(Stored dataset entries)
────────────────────────────────────────
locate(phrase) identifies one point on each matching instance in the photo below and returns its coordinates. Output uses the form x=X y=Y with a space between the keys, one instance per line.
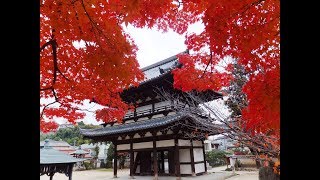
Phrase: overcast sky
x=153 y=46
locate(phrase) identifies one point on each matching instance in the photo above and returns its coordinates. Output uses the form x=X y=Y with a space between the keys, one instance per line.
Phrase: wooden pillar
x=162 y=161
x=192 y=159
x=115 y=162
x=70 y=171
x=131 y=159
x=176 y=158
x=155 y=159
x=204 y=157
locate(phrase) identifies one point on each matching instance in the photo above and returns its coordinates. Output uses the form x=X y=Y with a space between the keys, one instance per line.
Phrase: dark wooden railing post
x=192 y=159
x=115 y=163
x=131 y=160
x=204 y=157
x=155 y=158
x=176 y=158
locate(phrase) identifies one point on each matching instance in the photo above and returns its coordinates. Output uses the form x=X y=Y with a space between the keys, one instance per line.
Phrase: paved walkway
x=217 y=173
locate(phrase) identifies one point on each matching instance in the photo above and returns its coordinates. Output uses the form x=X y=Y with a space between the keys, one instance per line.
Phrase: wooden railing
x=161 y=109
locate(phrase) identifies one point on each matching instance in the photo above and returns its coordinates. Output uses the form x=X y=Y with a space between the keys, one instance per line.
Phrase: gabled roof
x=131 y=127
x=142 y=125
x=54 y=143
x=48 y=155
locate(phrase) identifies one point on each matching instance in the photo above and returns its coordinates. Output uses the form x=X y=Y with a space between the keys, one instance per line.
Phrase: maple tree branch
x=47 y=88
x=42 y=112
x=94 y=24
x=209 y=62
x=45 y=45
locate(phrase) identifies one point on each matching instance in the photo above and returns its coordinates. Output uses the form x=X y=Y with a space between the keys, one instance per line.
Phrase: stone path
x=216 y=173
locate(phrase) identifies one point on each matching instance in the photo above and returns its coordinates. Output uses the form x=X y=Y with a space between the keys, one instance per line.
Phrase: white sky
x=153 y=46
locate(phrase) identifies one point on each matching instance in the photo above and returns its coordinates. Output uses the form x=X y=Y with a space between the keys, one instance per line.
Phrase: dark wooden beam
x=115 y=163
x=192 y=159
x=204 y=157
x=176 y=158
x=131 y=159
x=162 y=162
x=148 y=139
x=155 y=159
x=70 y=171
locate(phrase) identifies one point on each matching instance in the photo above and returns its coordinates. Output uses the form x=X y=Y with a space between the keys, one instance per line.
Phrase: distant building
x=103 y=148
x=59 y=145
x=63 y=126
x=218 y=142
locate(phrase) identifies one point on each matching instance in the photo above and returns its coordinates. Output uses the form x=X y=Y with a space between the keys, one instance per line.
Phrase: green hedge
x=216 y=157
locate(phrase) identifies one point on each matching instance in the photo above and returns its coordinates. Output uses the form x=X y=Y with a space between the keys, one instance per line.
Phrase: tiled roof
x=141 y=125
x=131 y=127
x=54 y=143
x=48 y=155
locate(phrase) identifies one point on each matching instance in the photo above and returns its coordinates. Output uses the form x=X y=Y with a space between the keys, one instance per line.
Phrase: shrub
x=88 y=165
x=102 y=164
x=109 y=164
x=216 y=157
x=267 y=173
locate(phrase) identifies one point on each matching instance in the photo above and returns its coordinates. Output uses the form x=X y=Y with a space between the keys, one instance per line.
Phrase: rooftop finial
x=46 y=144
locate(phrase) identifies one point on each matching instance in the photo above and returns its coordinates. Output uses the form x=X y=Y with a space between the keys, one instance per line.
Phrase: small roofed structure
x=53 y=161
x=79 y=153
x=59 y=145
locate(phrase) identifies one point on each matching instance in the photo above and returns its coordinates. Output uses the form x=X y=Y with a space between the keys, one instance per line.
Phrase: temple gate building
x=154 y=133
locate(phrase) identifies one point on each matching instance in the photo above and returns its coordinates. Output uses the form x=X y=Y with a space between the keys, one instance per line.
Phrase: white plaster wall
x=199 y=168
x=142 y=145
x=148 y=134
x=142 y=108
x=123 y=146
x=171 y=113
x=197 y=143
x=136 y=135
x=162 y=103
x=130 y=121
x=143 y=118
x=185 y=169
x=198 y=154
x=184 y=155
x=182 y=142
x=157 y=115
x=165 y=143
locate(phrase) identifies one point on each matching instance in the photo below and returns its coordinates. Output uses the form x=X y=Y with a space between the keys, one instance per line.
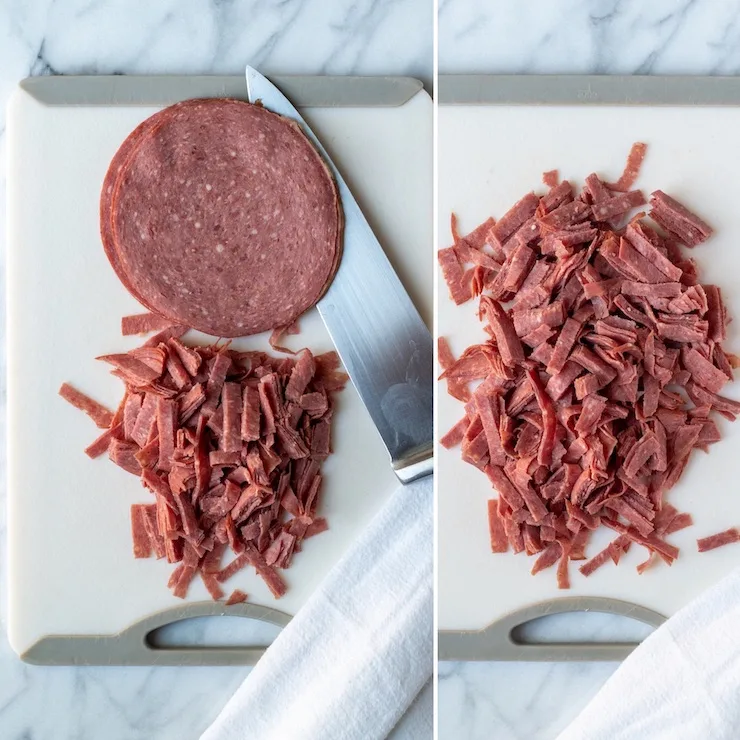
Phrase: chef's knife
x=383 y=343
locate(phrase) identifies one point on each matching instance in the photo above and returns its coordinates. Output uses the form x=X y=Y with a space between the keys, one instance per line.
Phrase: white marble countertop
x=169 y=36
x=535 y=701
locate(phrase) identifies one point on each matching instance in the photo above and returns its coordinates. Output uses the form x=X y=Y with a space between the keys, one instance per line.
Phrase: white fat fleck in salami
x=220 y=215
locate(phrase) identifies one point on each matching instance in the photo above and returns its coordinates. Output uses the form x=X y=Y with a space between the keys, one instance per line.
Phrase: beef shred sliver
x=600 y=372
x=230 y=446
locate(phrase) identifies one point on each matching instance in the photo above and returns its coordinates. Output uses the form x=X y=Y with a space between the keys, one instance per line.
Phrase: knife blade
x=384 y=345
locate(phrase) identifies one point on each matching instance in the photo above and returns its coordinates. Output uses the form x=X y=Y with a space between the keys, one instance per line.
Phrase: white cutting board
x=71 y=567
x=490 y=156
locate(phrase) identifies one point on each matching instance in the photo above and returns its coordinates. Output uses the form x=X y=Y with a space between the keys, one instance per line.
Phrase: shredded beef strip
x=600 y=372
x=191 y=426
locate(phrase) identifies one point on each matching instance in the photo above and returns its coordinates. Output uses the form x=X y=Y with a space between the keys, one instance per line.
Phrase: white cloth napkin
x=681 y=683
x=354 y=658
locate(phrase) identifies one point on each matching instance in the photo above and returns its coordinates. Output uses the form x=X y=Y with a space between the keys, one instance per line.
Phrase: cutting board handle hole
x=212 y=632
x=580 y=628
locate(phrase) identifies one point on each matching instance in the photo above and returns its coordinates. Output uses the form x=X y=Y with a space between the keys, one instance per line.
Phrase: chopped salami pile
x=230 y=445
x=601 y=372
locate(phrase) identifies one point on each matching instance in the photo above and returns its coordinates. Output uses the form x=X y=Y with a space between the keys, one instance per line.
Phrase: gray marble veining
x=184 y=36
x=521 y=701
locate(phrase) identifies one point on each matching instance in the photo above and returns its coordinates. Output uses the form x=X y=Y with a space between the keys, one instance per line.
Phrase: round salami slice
────────────────────────────────────────
INSTRUCTIONS FOR THE TASK
Show each line from the entries above that contains the string "railing". The match is case-sensitive.

FINISHED EXERCISE
Phrase: dark wooden railing post
Phrase: wooden railing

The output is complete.